Saved entries:
:::::

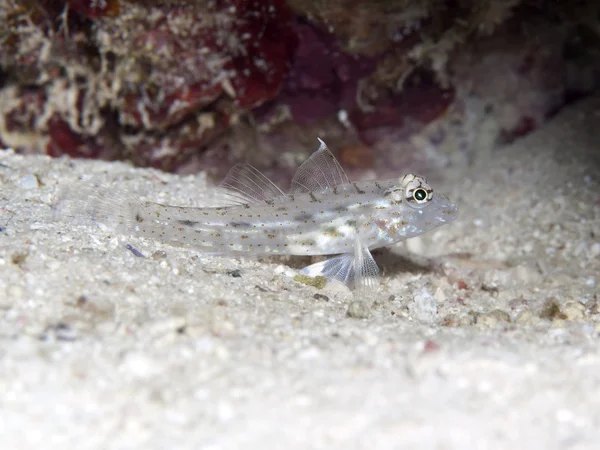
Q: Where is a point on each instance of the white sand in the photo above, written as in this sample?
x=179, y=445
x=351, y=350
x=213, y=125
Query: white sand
x=103, y=349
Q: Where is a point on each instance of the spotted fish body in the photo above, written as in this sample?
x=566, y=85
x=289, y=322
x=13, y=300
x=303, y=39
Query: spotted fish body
x=323, y=214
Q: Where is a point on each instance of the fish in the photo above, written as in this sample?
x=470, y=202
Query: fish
x=322, y=214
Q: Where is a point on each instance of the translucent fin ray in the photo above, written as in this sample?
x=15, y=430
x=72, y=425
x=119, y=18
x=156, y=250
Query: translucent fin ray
x=319, y=172
x=357, y=270
x=245, y=184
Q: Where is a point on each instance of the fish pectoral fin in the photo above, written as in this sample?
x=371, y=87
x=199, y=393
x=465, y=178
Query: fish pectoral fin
x=358, y=271
x=340, y=268
x=244, y=184
x=319, y=172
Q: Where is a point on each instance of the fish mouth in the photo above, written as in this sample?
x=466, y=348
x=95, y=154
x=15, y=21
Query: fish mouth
x=448, y=210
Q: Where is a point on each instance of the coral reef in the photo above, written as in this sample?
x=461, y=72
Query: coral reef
x=183, y=85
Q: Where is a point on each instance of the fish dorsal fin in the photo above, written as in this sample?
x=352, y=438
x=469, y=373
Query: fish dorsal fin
x=319, y=172
x=245, y=184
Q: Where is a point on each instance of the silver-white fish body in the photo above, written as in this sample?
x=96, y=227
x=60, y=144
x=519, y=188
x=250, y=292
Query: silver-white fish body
x=322, y=222
x=324, y=213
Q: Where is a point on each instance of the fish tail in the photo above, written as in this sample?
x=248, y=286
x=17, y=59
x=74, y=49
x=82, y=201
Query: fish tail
x=82, y=203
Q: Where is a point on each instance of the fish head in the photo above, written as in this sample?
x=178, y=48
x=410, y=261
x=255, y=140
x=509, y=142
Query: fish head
x=416, y=208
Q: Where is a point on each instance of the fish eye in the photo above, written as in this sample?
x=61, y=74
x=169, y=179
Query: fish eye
x=420, y=195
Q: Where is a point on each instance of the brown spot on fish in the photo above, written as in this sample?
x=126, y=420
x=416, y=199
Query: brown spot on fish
x=357, y=189
x=241, y=224
x=187, y=223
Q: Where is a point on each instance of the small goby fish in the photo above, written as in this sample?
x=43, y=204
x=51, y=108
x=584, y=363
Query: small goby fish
x=323, y=214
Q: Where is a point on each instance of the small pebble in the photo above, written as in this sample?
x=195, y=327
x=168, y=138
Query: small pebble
x=317, y=282
x=551, y=310
x=28, y=181
x=424, y=306
x=159, y=255
x=574, y=311
x=234, y=273
x=358, y=309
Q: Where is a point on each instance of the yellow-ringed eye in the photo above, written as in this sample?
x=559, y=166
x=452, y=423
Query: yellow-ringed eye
x=420, y=195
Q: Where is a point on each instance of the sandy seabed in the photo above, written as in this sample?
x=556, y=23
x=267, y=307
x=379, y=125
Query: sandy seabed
x=485, y=334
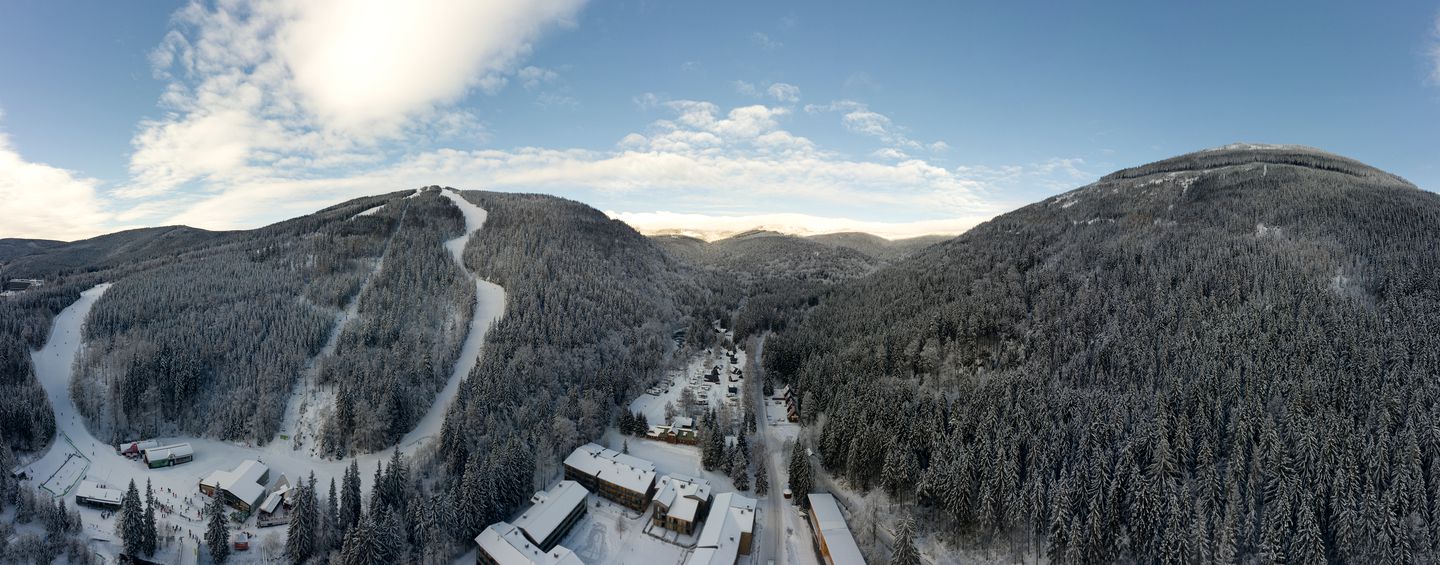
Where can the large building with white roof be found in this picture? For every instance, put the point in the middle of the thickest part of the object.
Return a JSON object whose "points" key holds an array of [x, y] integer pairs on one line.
{"points": [[727, 534], [552, 513], [617, 476], [241, 487], [837, 545], [503, 544], [678, 502], [91, 493]]}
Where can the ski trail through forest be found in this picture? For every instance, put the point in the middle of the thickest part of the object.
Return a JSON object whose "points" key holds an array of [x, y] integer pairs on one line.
{"points": [[55, 366], [304, 408], [490, 304]]}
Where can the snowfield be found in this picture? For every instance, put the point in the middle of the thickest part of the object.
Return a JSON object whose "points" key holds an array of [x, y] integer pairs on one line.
{"points": [[179, 500]]}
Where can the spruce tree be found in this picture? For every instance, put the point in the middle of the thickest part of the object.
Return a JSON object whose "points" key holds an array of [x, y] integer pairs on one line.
{"points": [[300, 541], [149, 535], [762, 482], [799, 476], [905, 552], [218, 531], [130, 522], [350, 497], [740, 472], [333, 531]]}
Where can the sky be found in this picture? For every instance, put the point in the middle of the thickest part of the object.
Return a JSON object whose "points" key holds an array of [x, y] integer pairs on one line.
{"points": [[897, 118]]}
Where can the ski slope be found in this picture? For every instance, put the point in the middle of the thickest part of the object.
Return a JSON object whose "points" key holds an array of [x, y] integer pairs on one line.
{"points": [[176, 487]]}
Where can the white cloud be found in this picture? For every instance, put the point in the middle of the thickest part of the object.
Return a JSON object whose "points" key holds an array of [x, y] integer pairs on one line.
{"points": [[720, 227], [39, 201], [745, 88], [765, 42], [699, 154], [1434, 52], [258, 87], [784, 92], [858, 117], [534, 77]]}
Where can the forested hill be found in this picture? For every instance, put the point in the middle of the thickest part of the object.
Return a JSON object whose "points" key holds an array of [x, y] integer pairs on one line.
{"points": [[766, 277], [589, 317], [1226, 356], [16, 247]]}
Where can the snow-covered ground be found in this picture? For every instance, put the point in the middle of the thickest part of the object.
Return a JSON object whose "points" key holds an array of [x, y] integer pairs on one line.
{"points": [[176, 487]]}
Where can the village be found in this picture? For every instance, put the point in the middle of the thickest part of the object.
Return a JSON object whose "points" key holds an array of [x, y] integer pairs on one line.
{"points": [[641, 490]]}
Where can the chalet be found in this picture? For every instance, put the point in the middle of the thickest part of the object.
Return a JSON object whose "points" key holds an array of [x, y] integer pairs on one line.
{"points": [[167, 456], [680, 502], [133, 448], [241, 487], [503, 544], [617, 476], [94, 495], [833, 536], [22, 284], [552, 513], [272, 510], [729, 531]]}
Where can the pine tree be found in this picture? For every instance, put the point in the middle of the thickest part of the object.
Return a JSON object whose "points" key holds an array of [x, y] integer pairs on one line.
{"points": [[149, 538], [333, 531], [799, 476], [350, 497], [130, 522], [740, 472], [218, 531], [762, 482], [905, 552], [300, 541]]}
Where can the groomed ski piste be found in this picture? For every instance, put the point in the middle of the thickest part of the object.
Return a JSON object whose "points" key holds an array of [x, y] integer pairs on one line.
{"points": [[75, 454]]}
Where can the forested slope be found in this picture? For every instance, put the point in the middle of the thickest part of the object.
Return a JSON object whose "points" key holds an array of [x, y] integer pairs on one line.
{"points": [[591, 309], [210, 340], [1229, 356]]}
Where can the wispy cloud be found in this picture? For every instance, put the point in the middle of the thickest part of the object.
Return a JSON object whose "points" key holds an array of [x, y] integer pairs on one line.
{"points": [[258, 87], [39, 201], [765, 41]]}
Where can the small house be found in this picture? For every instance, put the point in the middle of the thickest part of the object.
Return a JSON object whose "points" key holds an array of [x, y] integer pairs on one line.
{"points": [[167, 456]]}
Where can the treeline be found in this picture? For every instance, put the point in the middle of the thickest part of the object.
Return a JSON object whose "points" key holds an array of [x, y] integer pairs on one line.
{"points": [[591, 307], [1224, 366], [209, 342], [59, 532], [398, 352]]}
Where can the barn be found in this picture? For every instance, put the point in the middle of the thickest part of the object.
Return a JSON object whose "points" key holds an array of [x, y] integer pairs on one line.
{"points": [[169, 456]]}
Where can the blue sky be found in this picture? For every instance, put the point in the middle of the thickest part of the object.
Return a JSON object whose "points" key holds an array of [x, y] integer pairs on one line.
{"points": [[805, 116]]}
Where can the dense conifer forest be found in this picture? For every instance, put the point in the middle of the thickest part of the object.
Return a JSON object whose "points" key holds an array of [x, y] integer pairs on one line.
{"points": [[1229, 356]]}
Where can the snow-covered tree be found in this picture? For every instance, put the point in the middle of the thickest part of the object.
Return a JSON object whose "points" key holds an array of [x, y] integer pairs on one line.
{"points": [[304, 523], [149, 536], [218, 531], [130, 521], [905, 551]]}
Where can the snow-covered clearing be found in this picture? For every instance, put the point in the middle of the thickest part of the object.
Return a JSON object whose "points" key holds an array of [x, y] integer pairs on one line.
{"points": [[372, 211], [176, 487]]}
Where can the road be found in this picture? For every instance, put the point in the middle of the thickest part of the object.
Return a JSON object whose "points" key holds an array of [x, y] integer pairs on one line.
{"points": [[784, 535]]}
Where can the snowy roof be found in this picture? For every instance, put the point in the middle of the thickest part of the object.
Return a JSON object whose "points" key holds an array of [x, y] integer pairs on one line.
{"points": [[506, 545], [681, 495], [244, 482], [272, 502], [169, 451], [631, 473], [730, 516], [841, 544], [549, 509], [95, 492]]}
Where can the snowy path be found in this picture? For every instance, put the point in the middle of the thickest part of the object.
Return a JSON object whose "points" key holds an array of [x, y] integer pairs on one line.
{"points": [[490, 304], [303, 410], [176, 486]]}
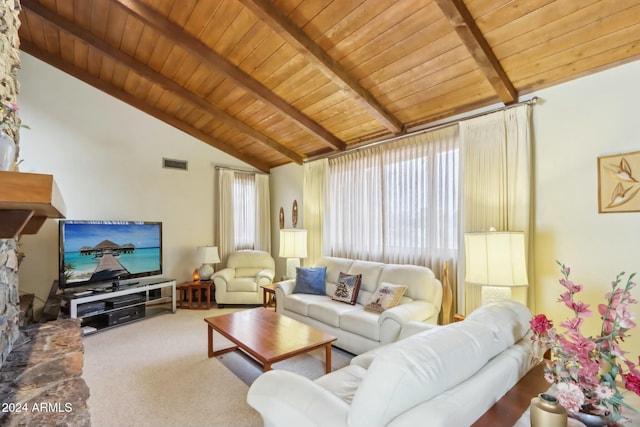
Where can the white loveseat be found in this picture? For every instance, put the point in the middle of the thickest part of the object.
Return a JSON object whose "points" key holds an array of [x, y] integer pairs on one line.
{"points": [[359, 330], [446, 376], [239, 282]]}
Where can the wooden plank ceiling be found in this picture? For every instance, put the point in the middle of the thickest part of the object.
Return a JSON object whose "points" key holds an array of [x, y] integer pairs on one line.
{"points": [[278, 81]]}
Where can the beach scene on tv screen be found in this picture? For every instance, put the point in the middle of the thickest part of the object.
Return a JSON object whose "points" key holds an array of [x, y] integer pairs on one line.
{"points": [[94, 252]]}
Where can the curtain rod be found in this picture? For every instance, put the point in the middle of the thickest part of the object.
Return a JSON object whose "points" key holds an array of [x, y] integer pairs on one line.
{"points": [[419, 131], [242, 170]]}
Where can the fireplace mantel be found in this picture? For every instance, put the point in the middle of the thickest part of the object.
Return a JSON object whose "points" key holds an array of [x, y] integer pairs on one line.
{"points": [[26, 201]]}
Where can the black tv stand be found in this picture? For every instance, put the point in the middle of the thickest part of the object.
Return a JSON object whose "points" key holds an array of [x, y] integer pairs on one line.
{"points": [[116, 285], [98, 310]]}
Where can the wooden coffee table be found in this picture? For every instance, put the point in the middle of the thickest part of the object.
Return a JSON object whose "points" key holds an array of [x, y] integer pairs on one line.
{"points": [[512, 405], [267, 336]]}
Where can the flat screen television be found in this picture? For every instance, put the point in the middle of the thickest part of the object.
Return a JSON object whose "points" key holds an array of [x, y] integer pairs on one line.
{"points": [[108, 251]]}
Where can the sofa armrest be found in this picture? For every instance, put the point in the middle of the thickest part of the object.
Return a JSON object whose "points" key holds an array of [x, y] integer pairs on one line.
{"points": [[222, 277], [403, 313], [286, 399], [413, 327], [265, 276], [285, 287], [266, 273]]}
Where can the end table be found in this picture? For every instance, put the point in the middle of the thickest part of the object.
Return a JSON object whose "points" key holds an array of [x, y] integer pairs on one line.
{"points": [[202, 291], [269, 295]]}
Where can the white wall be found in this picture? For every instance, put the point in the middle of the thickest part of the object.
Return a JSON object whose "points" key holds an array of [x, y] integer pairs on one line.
{"points": [[286, 186], [577, 122], [106, 158]]}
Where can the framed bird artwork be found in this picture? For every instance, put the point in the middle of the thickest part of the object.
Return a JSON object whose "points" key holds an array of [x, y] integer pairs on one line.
{"points": [[619, 183]]}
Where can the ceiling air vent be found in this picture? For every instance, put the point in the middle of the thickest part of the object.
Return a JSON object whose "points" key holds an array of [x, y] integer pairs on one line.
{"points": [[174, 164]]}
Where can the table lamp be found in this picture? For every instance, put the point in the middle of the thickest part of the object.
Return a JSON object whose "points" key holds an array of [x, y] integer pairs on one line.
{"points": [[206, 255], [496, 261], [293, 246]]}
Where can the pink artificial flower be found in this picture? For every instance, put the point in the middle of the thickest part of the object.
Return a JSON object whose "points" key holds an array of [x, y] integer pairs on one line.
{"points": [[572, 324], [632, 383], [604, 392], [581, 309], [566, 297], [625, 317], [549, 377], [540, 324], [570, 396], [11, 106]]}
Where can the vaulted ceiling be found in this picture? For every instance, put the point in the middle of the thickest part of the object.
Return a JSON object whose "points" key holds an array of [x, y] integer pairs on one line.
{"points": [[277, 81]]}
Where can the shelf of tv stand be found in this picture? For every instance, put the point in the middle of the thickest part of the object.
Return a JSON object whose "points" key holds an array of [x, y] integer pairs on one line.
{"points": [[139, 286]]}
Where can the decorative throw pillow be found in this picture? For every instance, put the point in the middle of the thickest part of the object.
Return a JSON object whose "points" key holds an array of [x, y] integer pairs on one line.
{"points": [[310, 280], [348, 287], [386, 296]]}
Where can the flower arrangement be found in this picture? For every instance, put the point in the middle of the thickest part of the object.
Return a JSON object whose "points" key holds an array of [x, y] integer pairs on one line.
{"points": [[585, 369]]}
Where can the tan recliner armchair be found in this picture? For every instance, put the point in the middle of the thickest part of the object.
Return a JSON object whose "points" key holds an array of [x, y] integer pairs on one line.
{"points": [[239, 282]]}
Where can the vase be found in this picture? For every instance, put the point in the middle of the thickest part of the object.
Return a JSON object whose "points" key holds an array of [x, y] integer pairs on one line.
{"points": [[545, 411], [7, 151], [592, 420]]}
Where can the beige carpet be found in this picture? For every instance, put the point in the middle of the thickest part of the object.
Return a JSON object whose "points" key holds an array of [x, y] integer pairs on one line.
{"points": [[156, 373]]}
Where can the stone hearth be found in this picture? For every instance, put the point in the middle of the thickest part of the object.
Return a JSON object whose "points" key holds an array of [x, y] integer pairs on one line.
{"points": [[40, 381]]}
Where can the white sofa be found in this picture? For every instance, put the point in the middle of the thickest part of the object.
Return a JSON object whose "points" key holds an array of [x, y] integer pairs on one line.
{"points": [[446, 376], [239, 282], [359, 330]]}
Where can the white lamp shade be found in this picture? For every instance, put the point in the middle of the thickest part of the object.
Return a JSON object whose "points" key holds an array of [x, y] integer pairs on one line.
{"points": [[293, 243], [496, 258], [207, 255]]}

:::::

From the records above, copy each line in which the string "slope" occurs.

Task result
Where can the ski slope be found in this picture? For every instance, put the point in the middle of the thickest part of the object.
Where can the forested slope be found in this picture? For every instance, put the point in the middle of the thickest part of the object.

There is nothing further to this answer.